Short task:
The records that follow must be reproduced in full, exactly as written.

<<<<

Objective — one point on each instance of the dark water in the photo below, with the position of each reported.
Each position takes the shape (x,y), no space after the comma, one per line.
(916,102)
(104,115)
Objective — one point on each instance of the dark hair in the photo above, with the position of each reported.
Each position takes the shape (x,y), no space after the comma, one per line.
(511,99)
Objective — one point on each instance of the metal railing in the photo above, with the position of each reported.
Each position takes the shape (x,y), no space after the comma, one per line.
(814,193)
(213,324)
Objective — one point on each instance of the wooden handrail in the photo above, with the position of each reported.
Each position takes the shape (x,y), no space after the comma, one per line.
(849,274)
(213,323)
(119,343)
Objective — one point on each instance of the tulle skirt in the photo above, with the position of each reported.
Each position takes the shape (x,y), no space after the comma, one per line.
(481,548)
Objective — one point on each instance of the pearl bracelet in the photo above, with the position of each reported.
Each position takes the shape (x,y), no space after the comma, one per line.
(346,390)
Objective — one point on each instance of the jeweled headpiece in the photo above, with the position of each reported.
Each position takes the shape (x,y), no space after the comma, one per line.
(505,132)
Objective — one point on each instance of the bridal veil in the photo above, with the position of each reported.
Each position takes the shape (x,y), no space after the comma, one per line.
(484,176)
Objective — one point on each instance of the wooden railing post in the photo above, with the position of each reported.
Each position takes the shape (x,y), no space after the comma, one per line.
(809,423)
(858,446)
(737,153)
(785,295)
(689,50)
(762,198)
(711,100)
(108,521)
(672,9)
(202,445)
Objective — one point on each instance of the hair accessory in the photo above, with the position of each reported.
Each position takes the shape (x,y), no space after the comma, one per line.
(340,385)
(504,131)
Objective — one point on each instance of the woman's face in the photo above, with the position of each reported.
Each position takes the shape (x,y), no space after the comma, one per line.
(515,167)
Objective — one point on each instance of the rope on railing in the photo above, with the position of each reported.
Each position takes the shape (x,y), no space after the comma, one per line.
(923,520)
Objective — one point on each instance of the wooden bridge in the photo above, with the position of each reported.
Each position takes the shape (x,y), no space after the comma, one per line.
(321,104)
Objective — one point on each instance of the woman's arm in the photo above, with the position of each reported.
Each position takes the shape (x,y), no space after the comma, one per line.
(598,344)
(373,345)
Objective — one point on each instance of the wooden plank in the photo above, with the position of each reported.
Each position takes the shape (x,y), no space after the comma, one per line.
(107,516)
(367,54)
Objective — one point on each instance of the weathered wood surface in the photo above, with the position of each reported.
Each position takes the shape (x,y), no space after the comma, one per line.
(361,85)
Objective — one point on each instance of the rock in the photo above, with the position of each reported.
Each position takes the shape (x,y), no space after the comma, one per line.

>>>>

Solution to the exercise:
Objective — one point on each instance of the dark water in the photo below, with the position of each reported.
Each position takes the shape (x,y), no space after the comma, one per line.
(916,102)
(104,115)
Objective — one point on each instance of the dark hair in the photo above, with the position of each reported.
Each position takes the shape (x,y), no space after the comma, one per line.
(511,99)
Objective — one point on each instance of the metal railing in the photo above, with the position of each reported.
Each position takes the shape (x,y), no space after the comma, one per line.
(814,193)
(213,324)
Objective — one point on each instance of the wooden handrail in the photo above, with the position of each reported.
Each position takes the shape (x,y), no space after the comma, one per line.
(849,274)
(213,323)
(119,343)
Objective — one point on each instance of the tulle skirt in the photo above, with the position of each reported.
Each position takes the shape (x,y), no space after the comma, one per line.
(481,548)
Objective — one point on each instance of the pearl bracelet in the photo above, with the position of each reported.
Each position takes the shape (x,y), no space after the comma, one per line.
(346,390)
Objective — one point on each instance of the jeweled headpiece in the photo above, with the position of each reported.
Each position takes the shape (x,y), no space after the comma, one per line.
(505,132)
Objective — one point on each instance of the bridal veil in the photo above, with the position of each reported.
Each position takes the shape (x,y), no space after the comma, one per line.
(484,176)
Objective — one point on each instance of the wooden railing post in the photo above, with the position of each reported.
Each position takes the shape (x,y), no space after the comma, one per line.
(809,423)
(858,446)
(737,153)
(785,295)
(689,50)
(762,198)
(711,100)
(108,521)
(672,9)
(202,445)
Objective — one point on each instance of the hair accessory in the photo above, with the position of each reported.
Each position takes the shape (x,y), no space after the comma, one per line.
(340,385)
(504,131)
Objective — one point on each instance of the woman's face in the photo above, with the position of each reported.
Each position takes the shape (x,y), no space after the comma, one per line.
(515,167)
Objective — one point on each instance of the rope on railing in the photo above, with the position of each reported.
Each position takes the shape (x,y), no space after the comma, one per line.
(923,520)
Objective — one point on each instance of the wooden bridge in the photo above, with the position of each reported.
Each position takes the shape (x,y), no space after the comma, one per line.
(321,104)
Objective — one point on each instance of the woman's arm in the photo above, with the position of each reported.
Each position takes the shape (x,y), no space after the comma, one per line.
(598,344)
(373,345)
Objective — one point on each instance of the wooden plank in the photo above, with the position of each reported.
Each position takes the shape (x,y), no space after the comma, one per line.
(107,516)
(367,54)
Objective — one point on each instance of the weathered wood surface in the photo above, with the position of each reported.
Each position takes the shape (x,y), no space after the comma, one per line.
(361,85)
Objective — one point on each instance of the rock in the photo above, with the position of each reported.
Each position takes the shape (x,y), no space after the comma, one per line.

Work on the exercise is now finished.